Given entries:
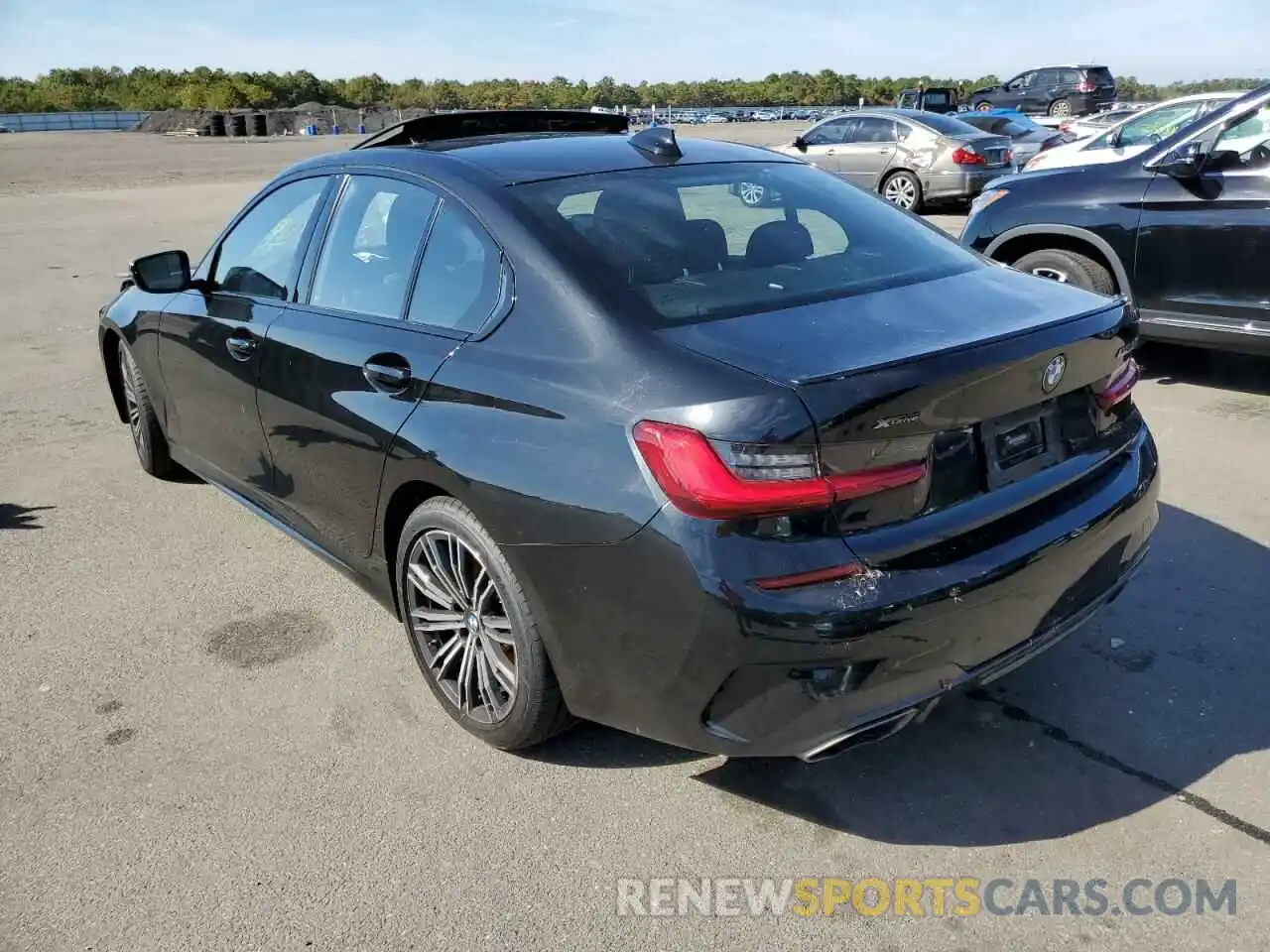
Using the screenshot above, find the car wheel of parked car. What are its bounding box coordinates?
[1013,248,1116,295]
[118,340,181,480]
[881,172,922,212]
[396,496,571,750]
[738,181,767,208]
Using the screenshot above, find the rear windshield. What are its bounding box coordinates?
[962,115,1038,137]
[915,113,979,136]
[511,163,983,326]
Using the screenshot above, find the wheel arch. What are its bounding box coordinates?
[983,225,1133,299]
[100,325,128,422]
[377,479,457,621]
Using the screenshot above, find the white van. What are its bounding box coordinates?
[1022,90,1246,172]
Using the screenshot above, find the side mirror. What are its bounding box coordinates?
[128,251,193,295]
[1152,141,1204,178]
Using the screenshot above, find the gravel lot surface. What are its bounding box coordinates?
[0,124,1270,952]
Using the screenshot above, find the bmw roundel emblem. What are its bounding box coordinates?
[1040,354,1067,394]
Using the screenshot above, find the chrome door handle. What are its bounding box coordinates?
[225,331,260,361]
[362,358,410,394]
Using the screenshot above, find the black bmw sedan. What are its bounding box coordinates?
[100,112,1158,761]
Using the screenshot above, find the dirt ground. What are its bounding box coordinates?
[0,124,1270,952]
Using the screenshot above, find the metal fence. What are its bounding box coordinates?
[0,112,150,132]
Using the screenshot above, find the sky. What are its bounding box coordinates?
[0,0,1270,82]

Task objective: Count the lines in the records above that contain the word "wheel", and give only that number.

Exercise output: 2